Directions: Reproduce the lines of the listing below without any changes, from the line with "Where does a point fall on the patch" to the line with "Target: patch of grass". Include both of those lines and nothing else.

Dataset entries:
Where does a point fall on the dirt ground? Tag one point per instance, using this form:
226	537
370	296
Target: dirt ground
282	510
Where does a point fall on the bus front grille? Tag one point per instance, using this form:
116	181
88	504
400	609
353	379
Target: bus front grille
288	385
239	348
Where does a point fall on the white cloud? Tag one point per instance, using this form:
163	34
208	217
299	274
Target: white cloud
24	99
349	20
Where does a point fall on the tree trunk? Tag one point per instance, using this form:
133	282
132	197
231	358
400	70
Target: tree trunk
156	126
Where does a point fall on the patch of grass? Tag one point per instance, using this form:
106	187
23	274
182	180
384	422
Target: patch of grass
---
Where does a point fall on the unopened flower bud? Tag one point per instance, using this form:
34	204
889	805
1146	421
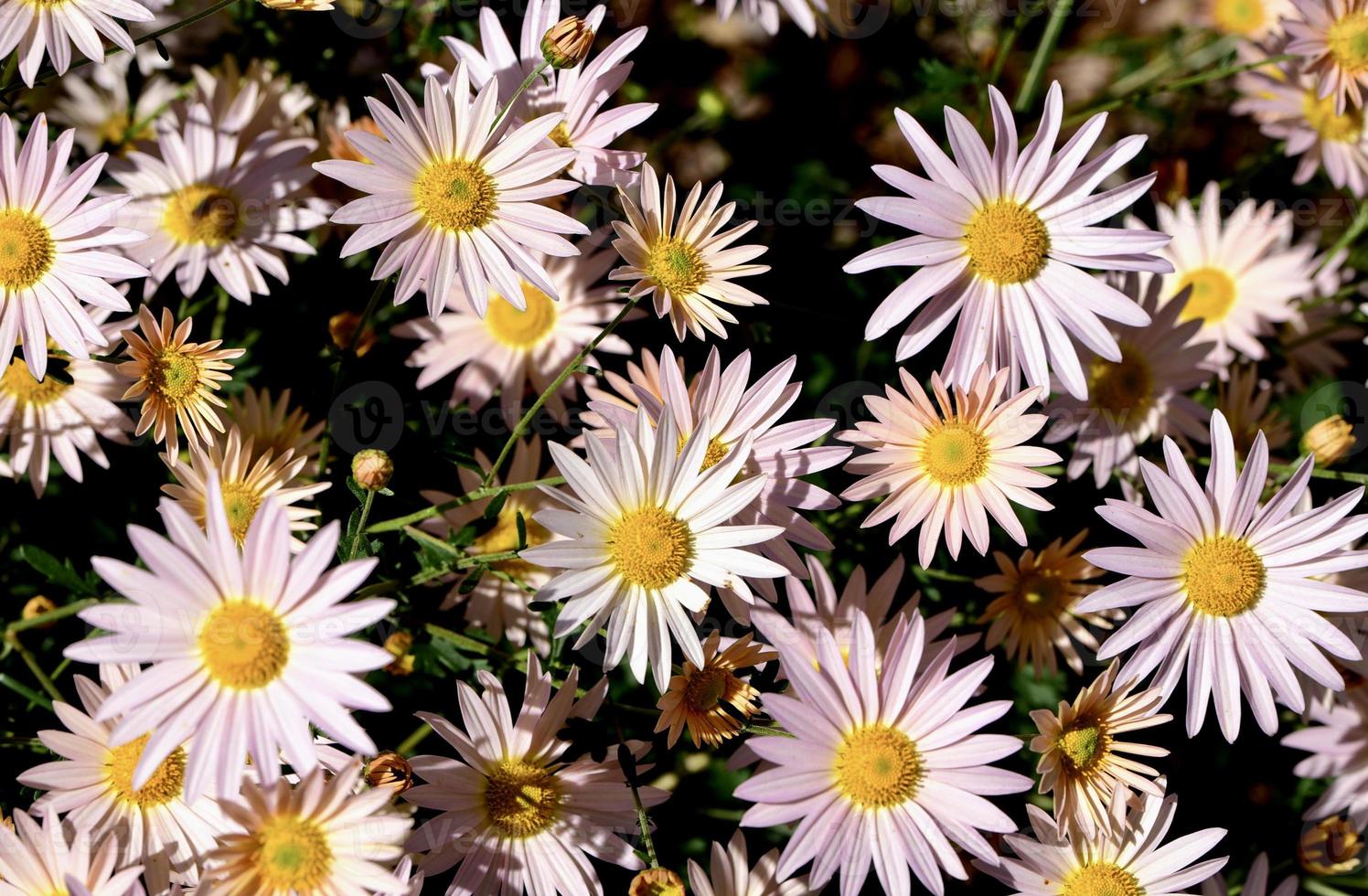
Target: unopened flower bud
==
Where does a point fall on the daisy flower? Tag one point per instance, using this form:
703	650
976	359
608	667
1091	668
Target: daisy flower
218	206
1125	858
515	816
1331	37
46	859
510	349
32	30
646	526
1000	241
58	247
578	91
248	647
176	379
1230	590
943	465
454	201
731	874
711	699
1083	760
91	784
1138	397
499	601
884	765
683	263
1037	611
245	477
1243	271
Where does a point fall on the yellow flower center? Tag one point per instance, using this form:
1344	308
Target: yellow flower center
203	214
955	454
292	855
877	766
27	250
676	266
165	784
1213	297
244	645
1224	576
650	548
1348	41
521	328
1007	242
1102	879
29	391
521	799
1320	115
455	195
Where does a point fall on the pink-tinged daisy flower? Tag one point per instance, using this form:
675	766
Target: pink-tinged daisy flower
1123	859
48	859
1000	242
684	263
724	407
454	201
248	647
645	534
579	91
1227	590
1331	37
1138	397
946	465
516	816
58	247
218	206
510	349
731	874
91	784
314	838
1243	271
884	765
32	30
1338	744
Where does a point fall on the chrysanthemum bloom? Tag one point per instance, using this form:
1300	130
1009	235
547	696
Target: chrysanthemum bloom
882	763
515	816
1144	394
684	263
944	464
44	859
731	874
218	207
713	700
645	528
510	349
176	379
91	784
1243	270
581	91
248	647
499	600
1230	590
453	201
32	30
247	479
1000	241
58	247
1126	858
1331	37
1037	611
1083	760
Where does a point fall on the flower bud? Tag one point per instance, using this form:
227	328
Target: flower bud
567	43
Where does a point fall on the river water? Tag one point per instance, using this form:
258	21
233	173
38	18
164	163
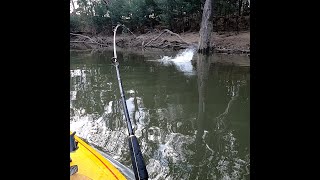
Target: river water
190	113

Exercise result:
Where does a point fall on the patch of grass? Tag one point per instance, using this form:
106	187
23	274
182	180
384	422
Target: patch of grass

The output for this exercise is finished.